- Point annotation data:
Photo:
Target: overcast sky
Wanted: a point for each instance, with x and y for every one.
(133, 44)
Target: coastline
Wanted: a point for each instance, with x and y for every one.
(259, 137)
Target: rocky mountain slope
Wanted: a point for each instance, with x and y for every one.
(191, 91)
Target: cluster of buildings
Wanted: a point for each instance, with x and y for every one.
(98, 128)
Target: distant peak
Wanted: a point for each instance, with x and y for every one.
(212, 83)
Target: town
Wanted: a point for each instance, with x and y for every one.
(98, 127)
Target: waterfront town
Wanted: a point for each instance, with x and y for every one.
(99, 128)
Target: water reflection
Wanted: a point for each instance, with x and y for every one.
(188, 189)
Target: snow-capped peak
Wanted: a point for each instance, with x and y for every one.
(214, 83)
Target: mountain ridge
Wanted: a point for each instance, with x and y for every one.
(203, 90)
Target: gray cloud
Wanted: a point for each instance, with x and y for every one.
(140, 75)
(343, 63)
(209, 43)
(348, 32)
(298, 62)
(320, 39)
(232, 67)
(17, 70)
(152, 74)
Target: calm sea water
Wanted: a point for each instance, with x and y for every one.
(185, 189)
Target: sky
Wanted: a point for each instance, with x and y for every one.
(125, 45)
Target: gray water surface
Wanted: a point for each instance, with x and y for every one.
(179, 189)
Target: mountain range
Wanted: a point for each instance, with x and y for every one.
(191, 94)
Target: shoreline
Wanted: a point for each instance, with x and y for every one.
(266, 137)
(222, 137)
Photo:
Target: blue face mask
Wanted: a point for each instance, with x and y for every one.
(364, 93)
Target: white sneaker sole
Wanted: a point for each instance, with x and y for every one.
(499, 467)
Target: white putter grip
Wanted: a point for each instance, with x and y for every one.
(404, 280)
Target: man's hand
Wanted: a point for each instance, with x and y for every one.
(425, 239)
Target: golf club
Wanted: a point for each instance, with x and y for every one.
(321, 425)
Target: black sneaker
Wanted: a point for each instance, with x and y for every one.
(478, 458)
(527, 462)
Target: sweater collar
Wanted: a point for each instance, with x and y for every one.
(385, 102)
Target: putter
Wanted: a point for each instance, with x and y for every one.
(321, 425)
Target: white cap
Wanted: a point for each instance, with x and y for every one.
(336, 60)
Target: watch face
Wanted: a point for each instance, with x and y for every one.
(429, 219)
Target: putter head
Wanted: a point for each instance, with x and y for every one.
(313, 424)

- REQUEST:
Could you reproduce all of the data above, line for line and unchanged?

- ANSWER TO THIS PROBLEM:
Photo:
Target: overcast sky
Wanted: a point for each instance, with x and y for every one.
(133, 44)
Target: coastline
Wanted: a point for each instance, with x and y for every one.
(259, 137)
Target: rocky mountain slope
Wanted: a point for each instance, with x and y for every one.
(191, 91)
Target: cluster of buildings
Wanted: a point for each instance, with x and y for every one.
(98, 128)
Target: distant peak
Wanted: a point for each instance, with x and y for every one.
(212, 83)
Target: town
Wanted: a point for each instance, with x and y for every one.
(98, 127)
Target: waterfront town
Wanted: a point for each instance, with x and y for every one.
(99, 128)
Target: water reflection
Wanted: a point for each instance, with x and y for every one.
(188, 189)
Target: snow-capped peak
Wanted: a point for each instance, with x and y for every one.
(214, 83)
Target: mountain ridge
Wanted: a point for each instance, with x and y for every one.
(203, 90)
Target: gray cloud
Wanted: a point for each instance, with x and y for every one.
(140, 75)
(343, 63)
(209, 43)
(348, 32)
(298, 62)
(320, 39)
(232, 67)
(17, 70)
(152, 74)
Target: calm sea water
Wanted: a point for each instance, with x and y for every one.
(185, 189)
Target: sky
Wanted: a point for each instance, with x and y for every one.
(125, 45)
Target: gray water surface
Wanted: a point for each instance, with x and y for every one.
(179, 189)
Target: mountain range
Wanted: a point for each instance, with x and y for every one.
(191, 94)
Target: shoreline
Wanted: a point for each instance, with x and y for every one.
(266, 137)
(222, 137)
Photo:
Target: blue face mask
Wanted: a point for each instance, with x and y for every one.
(364, 93)
Target: white sneaker sole
Wanted: a point for each instance, with x and y for every one.
(499, 467)
Target: white putter grip
Wanted: a point for each instance, with x and y for every one.
(404, 280)
Target: man's hand
Wanted: a point for each instance, with x and y for every one.
(425, 239)
Target: golf club
Wanted: a point for each instance, with x and y for every one.
(321, 425)
Target: black sneaker
Wanted: a point for each instance, with x and y for every one.
(478, 458)
(527, 462)
Target: sweater collar
Wanted: a point for each instance, with x and y for every one.
(385, 102)
Target: putter
Wanted: a point for each instance, with x and y for every one.
(321, 425)
Target: white cap
Wanted: a point for each instance, with x and y for every one.
(336, 60)
Target: watch face
Wanted: a point for each instance, with x and y for every one.
(429, 219)
Target: putter head
Wanted: a point for each instance, with x and y for every one.
(313, 424)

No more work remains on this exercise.